*AIM*.
Could you turn the lines from the one containing "query (the noun phrase to segment): curb" through the one containing "Return the outline of every instance of the curb" into a JSON list of strings, one string per line, leaving out any blank lines?

(Saved entries)

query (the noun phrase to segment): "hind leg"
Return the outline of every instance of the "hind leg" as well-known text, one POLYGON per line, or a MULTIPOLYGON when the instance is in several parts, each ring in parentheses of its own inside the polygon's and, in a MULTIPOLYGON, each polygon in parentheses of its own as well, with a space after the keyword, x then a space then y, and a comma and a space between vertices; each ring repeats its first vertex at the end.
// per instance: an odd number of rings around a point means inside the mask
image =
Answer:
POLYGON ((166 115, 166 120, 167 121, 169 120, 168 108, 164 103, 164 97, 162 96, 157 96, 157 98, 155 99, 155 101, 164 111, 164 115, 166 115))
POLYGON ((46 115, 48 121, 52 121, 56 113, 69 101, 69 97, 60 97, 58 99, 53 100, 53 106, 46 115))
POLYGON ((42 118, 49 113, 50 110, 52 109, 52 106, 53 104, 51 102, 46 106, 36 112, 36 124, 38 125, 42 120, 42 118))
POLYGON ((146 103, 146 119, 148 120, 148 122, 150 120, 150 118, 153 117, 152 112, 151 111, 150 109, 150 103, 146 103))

--

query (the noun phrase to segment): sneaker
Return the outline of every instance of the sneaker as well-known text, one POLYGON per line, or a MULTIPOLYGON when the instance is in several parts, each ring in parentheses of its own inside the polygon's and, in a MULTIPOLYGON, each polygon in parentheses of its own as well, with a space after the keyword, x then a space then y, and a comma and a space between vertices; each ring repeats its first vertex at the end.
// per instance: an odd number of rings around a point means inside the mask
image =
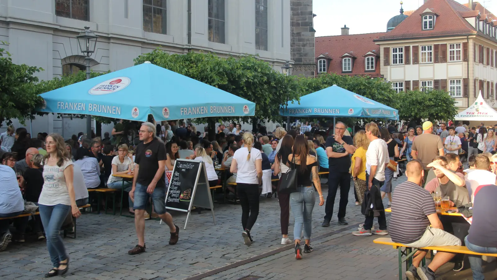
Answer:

...

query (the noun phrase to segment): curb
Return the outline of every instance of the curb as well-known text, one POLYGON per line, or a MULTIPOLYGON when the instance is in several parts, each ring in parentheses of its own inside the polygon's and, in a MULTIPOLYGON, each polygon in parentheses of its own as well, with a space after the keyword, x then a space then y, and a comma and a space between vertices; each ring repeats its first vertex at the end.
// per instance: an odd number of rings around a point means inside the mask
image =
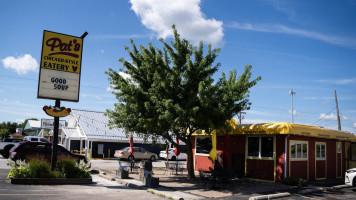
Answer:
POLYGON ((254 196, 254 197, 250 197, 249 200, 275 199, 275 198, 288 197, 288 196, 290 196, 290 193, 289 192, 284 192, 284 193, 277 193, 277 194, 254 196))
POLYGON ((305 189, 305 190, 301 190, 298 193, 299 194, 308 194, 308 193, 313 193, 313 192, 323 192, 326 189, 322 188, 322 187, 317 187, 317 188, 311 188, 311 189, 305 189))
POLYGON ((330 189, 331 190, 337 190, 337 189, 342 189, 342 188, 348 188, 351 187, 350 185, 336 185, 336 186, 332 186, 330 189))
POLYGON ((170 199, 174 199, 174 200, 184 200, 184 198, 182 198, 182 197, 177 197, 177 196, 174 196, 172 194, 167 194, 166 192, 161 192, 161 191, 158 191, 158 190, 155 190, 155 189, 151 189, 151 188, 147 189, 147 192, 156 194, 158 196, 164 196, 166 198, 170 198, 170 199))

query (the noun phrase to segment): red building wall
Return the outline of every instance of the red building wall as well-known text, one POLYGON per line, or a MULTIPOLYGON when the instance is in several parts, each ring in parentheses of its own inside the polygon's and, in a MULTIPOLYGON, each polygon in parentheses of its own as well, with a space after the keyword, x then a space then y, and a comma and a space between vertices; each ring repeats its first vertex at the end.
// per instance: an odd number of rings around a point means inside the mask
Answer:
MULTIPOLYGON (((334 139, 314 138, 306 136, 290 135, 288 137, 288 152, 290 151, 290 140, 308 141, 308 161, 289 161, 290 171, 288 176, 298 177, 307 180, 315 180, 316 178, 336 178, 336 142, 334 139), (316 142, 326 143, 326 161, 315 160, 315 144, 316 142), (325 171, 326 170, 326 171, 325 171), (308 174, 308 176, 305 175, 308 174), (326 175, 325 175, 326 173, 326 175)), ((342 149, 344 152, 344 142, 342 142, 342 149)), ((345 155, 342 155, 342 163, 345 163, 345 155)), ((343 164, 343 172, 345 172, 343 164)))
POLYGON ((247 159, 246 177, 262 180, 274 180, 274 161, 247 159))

*SOLUTION TO THIS PROBLEM*.
[
  "query (the noun phrase to segment): curb",
  "Return the outline of every instance of the curb as well-known text, one POLYGON per line, or a MULTIPOLYGON when the instance is in several parts, each ring in parentheses of its own inside the polygon's and, in a MULTIPOLYGON, each polygon in parentheses of its own as well, with a space after the keyword, x then a space then y, and a comma and a space between vertices; each ring repeats its first vertex at the end."
]